TEXT SECTION START

So in my example here, if I say 60% of the alleles are G. 40% of the alleles are g.
0.6 is p and 0.4 is q.
So this equation p + q = 1 is for those allele frequencies.
But what if I wanted to know the genotype frequencies?
Meaning, I wanted to know the frequency of frogs that are homozygous dominant which is GG,
heterozygous which is Gg, or homozygous recessive which is gg.
Then I can use this other Hardy Weinberg Equilibrium equation: p2 +2pq + q2 =1
Just like with the previous equation, I like to write out what these symbols stand for.
So p2 is the homozygous dominant frequency, the frequency of GG in this case.
2pq is the heterozygous frequency, so Gg frequency in this case.
q2 is the homozygous recessive frequency so gg frequency in this case.
Let’s plug those previous p and q values in.
P2 would then be .36.
2pq would be 0.48.
q2= 0.16 Cool huh?
Now again, that is if it was in Hardy Weinberg equilibrium.
The only thing is that when calculating Hardy Weinberg Equilibrium problems, you don’t
always have the p and q values.
So we’re going to just do an example.
New population of frogs.
So, forget the previous frequencies, this is a new frog population in a new frog land.
But we’ll still use the same allele letters.
So here is the information you get for this new population.
There are 500 frogs and of those, 375 frogs are dark green.
The rest are light green.
With that information, please solve all genotype frequencies and allele frequencies if in Hardy
Step 1) Determine first whether you’re going to work with the first equation or
the second equation.
Since I’m working with individuals here that have genotypes, I’m going to work with
the second equation.
Step 2) Figure out a value you can determine.
So 375 frogs are dark green out of 500.
That would mean 125 frogs are light green since there are 500 frogs total.
But I can’t use whole numbers like that as both of these equations ultimately are
equal to 1.
I need frequencies for these equations.
Now I could say 375 dark green frogs out of 500 total frogs is = 0.75.
But all I know is that would be the frequency of dark green frogs.

TEXT SECTION END

ACTIVITY: Please answer from the Hardy-Weinberg text: what is the heterozygous frequency equal to when 0.6 and 0.4 are plugged in?

EXCERPTED RECORDS START

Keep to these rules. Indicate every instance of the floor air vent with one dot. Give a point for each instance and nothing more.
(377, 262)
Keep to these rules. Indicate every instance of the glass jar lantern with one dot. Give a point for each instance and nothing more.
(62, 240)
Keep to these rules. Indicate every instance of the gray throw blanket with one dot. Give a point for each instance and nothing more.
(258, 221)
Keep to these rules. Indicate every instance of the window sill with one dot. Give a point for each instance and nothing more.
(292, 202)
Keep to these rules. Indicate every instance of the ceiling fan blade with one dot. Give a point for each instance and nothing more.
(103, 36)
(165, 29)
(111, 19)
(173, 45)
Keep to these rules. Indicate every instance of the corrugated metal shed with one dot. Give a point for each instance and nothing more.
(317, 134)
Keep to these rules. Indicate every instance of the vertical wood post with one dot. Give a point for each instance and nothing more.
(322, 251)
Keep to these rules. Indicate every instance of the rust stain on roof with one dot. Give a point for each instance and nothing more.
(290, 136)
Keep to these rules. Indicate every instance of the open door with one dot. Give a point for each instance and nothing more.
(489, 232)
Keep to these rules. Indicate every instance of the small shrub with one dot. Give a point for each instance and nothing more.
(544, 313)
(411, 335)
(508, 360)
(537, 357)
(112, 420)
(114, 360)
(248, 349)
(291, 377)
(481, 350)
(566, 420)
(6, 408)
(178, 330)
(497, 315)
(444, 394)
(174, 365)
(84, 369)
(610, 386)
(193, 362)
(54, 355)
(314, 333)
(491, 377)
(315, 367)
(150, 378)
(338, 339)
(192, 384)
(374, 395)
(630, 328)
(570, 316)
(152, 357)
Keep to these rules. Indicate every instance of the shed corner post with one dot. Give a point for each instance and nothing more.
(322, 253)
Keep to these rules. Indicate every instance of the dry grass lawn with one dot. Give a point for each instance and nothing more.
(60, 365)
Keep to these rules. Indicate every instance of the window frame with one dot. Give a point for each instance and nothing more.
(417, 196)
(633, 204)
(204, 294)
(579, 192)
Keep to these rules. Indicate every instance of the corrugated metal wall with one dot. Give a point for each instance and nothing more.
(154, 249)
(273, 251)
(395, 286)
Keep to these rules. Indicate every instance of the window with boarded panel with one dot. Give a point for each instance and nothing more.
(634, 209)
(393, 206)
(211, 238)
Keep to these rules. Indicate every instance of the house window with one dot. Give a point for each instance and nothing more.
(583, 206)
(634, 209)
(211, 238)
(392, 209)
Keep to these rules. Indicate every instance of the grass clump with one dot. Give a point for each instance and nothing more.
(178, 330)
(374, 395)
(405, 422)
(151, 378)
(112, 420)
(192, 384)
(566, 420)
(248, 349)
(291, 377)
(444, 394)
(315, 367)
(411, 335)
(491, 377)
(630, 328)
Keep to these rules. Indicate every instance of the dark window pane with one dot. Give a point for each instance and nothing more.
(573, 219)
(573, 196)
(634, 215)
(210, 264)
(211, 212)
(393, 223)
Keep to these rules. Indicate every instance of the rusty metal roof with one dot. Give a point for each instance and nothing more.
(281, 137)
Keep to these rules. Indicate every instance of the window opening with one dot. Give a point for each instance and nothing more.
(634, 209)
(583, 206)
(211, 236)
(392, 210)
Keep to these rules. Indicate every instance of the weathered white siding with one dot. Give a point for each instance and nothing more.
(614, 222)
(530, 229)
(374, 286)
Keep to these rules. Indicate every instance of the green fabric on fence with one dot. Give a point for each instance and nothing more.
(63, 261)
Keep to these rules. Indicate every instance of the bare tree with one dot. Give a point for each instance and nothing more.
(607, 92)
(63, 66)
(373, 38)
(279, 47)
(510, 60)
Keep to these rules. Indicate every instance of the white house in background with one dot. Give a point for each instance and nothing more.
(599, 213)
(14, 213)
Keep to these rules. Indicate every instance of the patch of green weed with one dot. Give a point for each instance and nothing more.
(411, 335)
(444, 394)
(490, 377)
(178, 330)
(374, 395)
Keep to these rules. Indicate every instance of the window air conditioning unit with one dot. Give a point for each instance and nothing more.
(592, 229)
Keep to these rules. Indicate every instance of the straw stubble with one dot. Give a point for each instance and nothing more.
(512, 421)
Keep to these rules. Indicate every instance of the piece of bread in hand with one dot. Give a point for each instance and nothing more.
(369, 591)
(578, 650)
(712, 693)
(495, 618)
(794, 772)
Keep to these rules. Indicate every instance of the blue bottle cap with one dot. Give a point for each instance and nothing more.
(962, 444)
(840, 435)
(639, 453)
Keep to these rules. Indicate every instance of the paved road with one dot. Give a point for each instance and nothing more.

EXCERPTED RECORDS END

SOLUTION FOR THIS EXERCISE: 0.48